[Records from a dataset]
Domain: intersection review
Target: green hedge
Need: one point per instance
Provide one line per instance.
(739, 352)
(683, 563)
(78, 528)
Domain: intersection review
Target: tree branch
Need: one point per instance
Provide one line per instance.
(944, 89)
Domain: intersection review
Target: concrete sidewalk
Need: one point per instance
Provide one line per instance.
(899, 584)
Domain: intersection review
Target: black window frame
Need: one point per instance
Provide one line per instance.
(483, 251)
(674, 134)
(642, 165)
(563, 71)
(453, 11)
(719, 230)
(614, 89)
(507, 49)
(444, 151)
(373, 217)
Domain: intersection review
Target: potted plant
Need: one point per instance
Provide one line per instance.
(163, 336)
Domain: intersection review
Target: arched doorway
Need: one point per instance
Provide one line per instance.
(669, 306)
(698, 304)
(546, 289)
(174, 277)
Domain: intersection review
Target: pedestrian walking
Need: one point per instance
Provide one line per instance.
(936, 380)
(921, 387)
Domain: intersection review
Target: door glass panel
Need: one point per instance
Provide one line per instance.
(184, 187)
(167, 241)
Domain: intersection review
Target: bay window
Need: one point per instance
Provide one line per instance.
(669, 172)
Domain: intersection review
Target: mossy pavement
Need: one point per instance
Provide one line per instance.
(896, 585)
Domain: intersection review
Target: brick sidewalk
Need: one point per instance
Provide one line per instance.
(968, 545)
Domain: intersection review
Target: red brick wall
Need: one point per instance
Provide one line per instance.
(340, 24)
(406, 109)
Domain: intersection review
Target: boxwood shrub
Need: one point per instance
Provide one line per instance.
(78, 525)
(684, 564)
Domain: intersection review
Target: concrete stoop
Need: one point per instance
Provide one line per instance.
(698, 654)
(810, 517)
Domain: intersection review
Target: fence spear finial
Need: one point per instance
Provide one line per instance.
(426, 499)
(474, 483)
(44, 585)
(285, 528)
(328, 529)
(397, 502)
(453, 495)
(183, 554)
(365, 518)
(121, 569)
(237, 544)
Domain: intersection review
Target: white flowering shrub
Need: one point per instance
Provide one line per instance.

[Stated problem]: Pull out every line of the listing above that contains the string "sidewalk". Case counts.

[Response to the exercise]:
Target: concrete sidewalk
Target: brick sidewalk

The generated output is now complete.